§ **Tasks for this exercise**
a – Rewrite the forum thread on absolute extrema from "2. what do you" to "on the endpoints.", substituting "ends of the interval" for "endpoints".
b – In the forum thread on absolute extrema, which rule is recommended for finding the derivative?
c – Finish out the next part of the forum thread on absolute extrema, starting after its final line.

-- Start of Document excerpt --

1. ## Absolutes

Find the absolute maximum and minimum values of the following function on the interval [1,3]

$\displaystyle f(x) = \frac{4x^2+9}{x}$

Do i make a table of values or what do i do?
Thanks to everyone who helps

2. what do you know about derivatives? ... i.e., what they can tell you about the behavior of a function.

3. Originally Posted by qzno
Find the absolute maximum and minimum values of the following function on the interval [1,3]

$\displaystyle f(x) = \frac{4x^2+9}{x}$

Do i make a table of values or what do i do?
Thanks to everyone who helps
The absolute maximum and minimum will either be where the derivative is 0, or on the endpoints.

The endpoints are

$\displaystyle f(1) = 13$ and $\displaystyle f(3) = 15$

The derivative is

$\displaystyle f'(x) = \frac{4x^2 - 9}{x^2}$ (use the Quotient rule).

Set this equal to 0 and solve for x.

$\displaystyle 0 = \frac{4x^2 - 9}{x^2}$

$\displaystyle 0= 4x^2 - 9$

$\displaystyle 0 = (2x + 3)(2x - 3)$

$\displaystyle 2x+3 = 0$ or $\displaystyle 2x - 3= 0$

$\displaystyle x = -\frac{3}{2}$ or $\displaystyle x = \frac{3}{2}$.

-- End of Document excerpt --
-- Start of Material --

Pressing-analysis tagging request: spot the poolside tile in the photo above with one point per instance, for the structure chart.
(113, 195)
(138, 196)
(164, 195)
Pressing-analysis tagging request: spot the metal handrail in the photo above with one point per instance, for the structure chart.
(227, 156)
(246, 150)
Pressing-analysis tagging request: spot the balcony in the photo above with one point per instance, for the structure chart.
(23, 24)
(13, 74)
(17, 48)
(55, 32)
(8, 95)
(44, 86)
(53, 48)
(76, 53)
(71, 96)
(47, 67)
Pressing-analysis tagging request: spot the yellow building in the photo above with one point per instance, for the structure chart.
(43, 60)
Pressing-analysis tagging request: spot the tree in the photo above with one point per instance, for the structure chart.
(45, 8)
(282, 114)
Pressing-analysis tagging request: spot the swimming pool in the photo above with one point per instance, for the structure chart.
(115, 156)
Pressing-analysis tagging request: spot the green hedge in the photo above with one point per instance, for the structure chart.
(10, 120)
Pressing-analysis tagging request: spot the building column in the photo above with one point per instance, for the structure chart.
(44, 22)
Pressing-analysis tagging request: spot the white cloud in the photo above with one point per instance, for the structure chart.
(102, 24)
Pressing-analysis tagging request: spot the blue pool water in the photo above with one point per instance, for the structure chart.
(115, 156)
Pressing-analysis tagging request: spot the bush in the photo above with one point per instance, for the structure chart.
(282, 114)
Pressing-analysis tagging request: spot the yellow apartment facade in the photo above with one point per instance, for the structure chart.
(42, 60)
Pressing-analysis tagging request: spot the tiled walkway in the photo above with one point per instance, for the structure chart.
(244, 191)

-- End of Material --
-- Start of Material --

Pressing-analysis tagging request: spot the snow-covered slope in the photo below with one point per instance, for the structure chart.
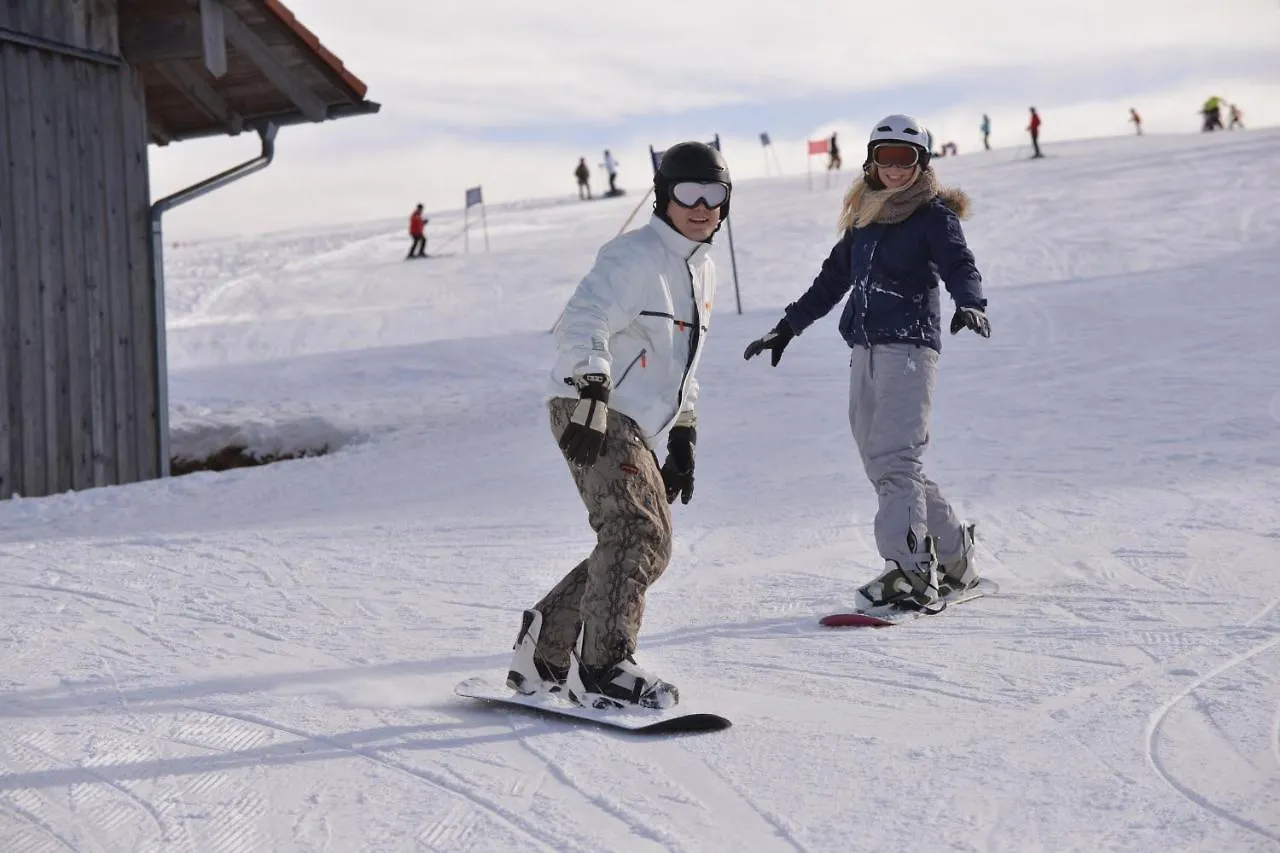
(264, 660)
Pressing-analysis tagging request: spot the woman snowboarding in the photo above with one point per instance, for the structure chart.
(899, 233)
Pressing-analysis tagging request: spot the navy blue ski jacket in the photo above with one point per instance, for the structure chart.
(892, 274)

-- End of Material --

§ **Answers per task**
a –
2. what do you know about derivatives? ... i.e., what they can tell you about the behavior of a function.

3. Originally Posted by qzno
Find the absolute maximum and minimum values of the following function on the interval [1,3]

$\displaystyle f(x) = \frac{4x^2+9}{x}$

Do i make a table of values or what do i do?
Thanks to everyone who helps
The absolute maximum and minimum will either be where the derivative is 0, or on the ends of the interval.

b – The Quotient rule.

c –
Substitute these values back into f(x) to determine their corresponding y-values.

$\displaystyle f(\frac{3}{2}) = 12$, $\displaystyle f(-\frac{3}{2}) = -12$.

So the absolute maximum is 15 which occurs at x = 3, and the absolute minumum is -12 and occurs at x = $\displaystyle -\frac{3}{2}$.

4. how is $\displaystyle x = -\frac{3}{2}$ on the interval [1,3] ?

5. Originally Posted by qzno
how is $\displaystyle x = -\frac{3}{2}$ on the interval [1,3] ?
Oops - my mistake :P.

That means the minimum is actually 12 and occurs at $\displaystyle x = \frac{3}{2}$

6. ohh ok thanks !